§ **Supplied records**
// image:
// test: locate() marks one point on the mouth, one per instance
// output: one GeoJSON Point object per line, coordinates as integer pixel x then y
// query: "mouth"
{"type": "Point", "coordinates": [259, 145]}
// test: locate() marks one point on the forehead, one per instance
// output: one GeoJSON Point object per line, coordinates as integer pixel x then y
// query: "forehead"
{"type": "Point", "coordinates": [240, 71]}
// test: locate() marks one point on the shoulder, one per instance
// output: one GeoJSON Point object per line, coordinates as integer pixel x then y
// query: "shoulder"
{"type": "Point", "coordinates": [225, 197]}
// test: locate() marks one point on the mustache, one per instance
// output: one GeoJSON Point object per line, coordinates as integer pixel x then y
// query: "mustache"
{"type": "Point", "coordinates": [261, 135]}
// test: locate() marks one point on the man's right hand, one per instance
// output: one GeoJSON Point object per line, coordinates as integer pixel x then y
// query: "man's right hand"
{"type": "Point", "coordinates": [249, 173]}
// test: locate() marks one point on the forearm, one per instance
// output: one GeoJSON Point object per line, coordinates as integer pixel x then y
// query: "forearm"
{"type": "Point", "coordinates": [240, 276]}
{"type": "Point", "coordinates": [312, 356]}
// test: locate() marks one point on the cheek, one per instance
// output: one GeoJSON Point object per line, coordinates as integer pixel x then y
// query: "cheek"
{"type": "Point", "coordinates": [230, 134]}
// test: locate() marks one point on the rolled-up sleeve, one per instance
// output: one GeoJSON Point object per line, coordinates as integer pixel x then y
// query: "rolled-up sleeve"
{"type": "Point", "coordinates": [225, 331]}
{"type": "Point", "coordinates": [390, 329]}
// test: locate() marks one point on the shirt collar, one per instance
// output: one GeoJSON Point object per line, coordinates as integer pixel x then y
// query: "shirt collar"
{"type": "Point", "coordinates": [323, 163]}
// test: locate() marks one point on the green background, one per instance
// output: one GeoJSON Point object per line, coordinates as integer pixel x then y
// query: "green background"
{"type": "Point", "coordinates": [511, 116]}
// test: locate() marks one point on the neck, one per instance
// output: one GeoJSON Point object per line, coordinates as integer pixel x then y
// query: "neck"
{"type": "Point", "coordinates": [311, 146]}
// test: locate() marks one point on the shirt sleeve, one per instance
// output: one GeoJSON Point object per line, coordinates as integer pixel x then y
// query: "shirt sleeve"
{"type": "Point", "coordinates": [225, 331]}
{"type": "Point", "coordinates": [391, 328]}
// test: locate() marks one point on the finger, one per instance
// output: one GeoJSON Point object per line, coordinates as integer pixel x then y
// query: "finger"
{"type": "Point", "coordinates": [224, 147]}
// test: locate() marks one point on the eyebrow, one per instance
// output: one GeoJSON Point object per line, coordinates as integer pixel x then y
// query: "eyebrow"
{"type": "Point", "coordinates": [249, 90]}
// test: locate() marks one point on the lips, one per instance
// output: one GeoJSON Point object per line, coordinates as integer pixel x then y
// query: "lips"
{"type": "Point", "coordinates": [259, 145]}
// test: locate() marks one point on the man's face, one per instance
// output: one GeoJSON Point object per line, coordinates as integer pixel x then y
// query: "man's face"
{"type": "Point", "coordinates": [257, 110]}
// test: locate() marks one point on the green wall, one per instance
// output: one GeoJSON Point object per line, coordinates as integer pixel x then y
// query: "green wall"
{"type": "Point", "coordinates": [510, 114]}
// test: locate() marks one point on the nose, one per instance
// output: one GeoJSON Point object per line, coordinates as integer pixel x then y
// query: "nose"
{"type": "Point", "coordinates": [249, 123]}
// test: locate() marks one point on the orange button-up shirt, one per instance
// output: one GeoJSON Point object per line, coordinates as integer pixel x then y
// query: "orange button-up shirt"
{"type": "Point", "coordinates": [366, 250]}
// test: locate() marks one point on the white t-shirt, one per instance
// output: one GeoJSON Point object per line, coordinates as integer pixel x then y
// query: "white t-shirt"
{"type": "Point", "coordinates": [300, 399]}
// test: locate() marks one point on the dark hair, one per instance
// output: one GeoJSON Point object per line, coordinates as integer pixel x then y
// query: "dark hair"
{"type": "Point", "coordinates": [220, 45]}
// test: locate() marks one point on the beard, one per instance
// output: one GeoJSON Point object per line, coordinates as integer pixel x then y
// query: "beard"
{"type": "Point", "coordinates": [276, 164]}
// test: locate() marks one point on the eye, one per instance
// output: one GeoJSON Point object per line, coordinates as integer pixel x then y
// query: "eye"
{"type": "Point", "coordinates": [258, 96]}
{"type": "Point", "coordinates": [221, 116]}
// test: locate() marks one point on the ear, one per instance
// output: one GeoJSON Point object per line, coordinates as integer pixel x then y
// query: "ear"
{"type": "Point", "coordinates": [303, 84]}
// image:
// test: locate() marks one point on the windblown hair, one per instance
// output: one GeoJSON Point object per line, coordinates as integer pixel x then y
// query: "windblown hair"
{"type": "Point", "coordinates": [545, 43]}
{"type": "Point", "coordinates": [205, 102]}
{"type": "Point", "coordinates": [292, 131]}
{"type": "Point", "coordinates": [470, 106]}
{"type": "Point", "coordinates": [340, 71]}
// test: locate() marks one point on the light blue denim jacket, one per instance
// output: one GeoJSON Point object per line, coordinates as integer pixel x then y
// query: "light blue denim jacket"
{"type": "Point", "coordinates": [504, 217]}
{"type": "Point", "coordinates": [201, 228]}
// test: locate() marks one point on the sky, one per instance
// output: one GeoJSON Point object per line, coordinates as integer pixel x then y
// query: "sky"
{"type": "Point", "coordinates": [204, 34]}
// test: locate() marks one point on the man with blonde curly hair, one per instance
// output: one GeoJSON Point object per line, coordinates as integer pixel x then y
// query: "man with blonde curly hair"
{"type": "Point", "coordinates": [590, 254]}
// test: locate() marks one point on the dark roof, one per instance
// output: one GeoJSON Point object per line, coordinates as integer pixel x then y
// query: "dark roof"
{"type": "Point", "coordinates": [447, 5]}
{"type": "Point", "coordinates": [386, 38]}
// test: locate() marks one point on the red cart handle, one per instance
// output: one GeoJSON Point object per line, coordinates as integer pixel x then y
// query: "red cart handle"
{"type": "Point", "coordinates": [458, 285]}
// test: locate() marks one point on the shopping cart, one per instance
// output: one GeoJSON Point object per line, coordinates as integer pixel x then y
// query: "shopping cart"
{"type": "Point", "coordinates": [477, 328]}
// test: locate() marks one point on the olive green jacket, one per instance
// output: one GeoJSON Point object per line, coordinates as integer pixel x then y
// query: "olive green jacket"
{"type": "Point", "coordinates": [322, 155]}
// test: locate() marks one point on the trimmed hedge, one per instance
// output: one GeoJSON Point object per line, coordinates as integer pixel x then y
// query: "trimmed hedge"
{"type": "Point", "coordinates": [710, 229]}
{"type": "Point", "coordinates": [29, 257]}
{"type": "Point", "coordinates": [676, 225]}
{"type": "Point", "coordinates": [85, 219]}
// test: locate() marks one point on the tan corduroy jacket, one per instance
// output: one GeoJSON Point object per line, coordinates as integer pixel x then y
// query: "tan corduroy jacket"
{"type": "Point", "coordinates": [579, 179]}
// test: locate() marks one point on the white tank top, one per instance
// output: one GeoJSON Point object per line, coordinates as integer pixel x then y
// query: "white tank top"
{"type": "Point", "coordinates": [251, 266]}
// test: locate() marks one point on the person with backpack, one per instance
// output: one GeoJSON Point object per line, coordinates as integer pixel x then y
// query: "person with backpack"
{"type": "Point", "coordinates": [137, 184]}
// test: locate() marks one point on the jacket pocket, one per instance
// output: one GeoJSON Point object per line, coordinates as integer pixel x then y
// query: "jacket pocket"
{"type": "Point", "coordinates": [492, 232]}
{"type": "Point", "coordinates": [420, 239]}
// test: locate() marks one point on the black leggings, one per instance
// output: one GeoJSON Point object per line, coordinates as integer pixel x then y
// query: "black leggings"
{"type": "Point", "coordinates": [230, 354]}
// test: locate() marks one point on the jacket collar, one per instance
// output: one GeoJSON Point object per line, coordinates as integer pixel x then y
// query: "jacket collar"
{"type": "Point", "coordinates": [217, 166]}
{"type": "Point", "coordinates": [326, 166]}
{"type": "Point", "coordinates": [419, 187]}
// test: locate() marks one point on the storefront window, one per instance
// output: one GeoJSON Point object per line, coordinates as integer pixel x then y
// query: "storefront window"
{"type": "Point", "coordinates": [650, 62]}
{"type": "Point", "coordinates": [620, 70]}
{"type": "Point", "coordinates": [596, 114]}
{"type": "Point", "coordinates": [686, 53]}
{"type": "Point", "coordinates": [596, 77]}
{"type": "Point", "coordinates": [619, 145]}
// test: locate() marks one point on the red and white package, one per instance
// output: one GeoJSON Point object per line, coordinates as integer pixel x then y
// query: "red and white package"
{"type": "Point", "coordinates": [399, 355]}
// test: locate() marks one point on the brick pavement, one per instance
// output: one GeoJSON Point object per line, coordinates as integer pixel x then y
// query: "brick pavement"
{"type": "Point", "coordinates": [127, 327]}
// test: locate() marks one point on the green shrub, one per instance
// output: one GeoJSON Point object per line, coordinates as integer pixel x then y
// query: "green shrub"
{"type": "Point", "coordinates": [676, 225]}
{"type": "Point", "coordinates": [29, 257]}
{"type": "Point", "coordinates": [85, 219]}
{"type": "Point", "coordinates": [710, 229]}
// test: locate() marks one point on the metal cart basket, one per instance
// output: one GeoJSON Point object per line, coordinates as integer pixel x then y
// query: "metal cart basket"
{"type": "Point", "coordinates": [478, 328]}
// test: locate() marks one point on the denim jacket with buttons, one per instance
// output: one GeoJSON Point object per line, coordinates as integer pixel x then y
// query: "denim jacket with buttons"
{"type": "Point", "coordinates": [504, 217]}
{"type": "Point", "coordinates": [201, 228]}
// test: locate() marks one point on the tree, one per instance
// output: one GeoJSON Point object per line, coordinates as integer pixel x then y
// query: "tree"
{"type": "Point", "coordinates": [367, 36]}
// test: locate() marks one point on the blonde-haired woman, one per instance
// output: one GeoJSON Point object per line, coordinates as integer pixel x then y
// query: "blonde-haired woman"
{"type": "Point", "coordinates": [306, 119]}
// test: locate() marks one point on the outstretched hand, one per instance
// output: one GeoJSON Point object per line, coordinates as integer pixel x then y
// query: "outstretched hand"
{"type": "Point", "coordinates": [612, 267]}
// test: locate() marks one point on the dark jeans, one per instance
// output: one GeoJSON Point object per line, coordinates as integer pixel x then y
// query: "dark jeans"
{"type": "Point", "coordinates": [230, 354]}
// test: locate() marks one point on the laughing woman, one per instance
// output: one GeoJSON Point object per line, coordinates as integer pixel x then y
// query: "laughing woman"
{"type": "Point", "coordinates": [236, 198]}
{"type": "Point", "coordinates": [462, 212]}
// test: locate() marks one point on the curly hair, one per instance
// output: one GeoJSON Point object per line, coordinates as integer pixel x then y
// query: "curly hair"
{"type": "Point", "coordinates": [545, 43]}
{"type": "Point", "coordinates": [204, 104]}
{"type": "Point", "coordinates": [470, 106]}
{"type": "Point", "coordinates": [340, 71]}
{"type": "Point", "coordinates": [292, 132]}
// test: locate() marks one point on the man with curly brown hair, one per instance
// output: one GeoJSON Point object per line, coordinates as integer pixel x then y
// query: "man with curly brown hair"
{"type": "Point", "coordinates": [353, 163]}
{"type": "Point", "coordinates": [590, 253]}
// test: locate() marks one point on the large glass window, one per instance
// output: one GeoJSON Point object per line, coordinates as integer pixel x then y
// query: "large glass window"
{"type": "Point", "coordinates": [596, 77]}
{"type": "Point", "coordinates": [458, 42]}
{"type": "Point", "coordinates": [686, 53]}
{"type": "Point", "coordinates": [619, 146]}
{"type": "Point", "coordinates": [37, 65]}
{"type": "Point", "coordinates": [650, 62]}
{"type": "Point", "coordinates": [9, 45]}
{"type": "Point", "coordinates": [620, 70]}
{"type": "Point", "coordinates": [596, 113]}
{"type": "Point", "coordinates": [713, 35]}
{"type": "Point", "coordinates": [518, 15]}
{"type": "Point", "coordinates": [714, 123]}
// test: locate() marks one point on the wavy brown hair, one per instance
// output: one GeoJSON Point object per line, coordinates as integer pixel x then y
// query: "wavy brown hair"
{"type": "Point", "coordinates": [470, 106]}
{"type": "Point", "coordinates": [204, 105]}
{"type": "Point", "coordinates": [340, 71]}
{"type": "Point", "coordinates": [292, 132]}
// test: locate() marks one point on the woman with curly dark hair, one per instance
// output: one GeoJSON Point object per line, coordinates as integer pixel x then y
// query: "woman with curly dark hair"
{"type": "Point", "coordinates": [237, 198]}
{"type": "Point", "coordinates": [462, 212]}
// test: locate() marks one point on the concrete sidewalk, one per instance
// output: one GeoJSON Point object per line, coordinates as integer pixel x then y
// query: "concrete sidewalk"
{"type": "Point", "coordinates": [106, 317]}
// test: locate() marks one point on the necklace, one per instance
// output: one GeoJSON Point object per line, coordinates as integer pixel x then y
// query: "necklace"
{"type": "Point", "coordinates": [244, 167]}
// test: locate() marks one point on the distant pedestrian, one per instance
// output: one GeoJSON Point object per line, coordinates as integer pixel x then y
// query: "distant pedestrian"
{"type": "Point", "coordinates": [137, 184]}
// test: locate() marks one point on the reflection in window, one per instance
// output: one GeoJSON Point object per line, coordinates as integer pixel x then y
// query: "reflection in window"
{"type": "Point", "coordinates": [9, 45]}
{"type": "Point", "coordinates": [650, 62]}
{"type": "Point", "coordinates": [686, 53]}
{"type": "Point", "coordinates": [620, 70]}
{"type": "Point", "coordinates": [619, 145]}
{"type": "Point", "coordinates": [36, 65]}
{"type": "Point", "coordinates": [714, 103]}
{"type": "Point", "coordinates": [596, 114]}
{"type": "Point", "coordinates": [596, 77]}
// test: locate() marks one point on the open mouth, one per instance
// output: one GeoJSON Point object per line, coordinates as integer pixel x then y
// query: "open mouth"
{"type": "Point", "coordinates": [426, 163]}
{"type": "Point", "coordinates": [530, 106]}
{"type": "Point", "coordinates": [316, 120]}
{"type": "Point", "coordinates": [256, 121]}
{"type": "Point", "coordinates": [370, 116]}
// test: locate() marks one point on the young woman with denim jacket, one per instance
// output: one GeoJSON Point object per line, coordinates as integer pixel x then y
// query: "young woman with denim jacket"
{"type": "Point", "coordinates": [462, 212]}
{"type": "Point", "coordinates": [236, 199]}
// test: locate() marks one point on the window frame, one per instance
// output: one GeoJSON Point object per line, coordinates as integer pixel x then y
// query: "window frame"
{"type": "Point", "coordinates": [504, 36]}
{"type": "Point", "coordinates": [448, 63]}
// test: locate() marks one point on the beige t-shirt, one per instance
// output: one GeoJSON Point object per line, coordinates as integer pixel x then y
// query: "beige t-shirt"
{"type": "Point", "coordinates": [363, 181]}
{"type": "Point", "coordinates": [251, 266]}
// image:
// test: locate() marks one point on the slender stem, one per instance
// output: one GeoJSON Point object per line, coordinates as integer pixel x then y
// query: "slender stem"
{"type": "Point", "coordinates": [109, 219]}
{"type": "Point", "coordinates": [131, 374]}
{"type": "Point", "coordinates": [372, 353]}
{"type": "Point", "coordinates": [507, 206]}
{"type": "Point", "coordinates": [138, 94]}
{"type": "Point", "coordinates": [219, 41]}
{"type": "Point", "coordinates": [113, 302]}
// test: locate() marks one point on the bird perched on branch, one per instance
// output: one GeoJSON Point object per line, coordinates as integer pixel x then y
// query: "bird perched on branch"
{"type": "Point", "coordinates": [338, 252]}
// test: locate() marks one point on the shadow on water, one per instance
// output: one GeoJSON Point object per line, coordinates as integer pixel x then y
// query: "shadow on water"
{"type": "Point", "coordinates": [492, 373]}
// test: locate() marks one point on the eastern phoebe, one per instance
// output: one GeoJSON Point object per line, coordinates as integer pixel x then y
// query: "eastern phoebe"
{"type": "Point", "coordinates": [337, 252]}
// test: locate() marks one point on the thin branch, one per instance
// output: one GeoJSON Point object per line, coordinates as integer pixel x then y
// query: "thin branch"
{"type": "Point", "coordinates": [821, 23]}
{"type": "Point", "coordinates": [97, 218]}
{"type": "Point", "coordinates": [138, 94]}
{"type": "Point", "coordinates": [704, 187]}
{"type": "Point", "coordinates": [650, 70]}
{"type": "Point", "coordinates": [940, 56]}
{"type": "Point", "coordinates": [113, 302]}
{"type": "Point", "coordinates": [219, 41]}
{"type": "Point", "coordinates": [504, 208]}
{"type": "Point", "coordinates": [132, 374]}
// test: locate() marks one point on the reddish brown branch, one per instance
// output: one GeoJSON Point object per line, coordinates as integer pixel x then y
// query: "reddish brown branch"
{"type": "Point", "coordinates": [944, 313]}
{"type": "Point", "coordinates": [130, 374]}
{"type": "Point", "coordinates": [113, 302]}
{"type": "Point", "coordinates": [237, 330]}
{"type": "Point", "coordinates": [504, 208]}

§ **Problem details**
Your task is to extract the lines running from the one with "water, one per instance" to the end of the material, inclusive, copying each exactly and adding nothing.

§ **Solution to the exercise**
// test: locate() marks one point on the shadow on water, one per instance
// output: one GeoJSON Point object per line, coordinates as integer pixel x then y
// query: "shadow on water"
{"type": "Point", "coordinates": [492, 373]}
// test: locate() marks one point on the eastern phoebe, one per instance
// output: one GeoJSON Point object per line, coordinates as integer pixel x then y
// query: "eastern phoebe"
{"type": "Point", "coordinates": [337, 252]}
// test: locate() marks one point on the thin branch, one per instance
// output: one GeoJSON Point object per line, coordinates as integer pixel x then y
// query: "thin branch"
{"type": "Point", "coordinates": [821, 23]}
{"type": "Point", "coordinates": [97, 218]}
{"type": "Point", "coordinates": [138, 94]}
{"type": "Point", "coordinates": [704, 187]}
{"type": "Point", "coordinates": [650, 70]}
{"type": "Point", "coordinates": [940, 56]}
{"type": "Point", "coordinates": [113, 302]}
{"type": "Point", "coordinates": [219, 41]}
{"type": "Point", "coordinates": [504, 208]}
{"type": "Point", "coordinates": [132, 374]}
// test: locate() marks one point on the reddish brown branch, one per instance
// output: one GeoJSON Point object per line, coordinates as integer pixel x then y
// query: "reddish brown branch"
{"type": "Point", "coordinates": [944, 313]}
{"type": "Point", "coordinates": [130, 374]}
{"type": "Point", "coordinates": [113, 302]}
{"type": "Point", "coordinates": [237, 330]}
{"type": "Point", "coordinates": [504, 208]}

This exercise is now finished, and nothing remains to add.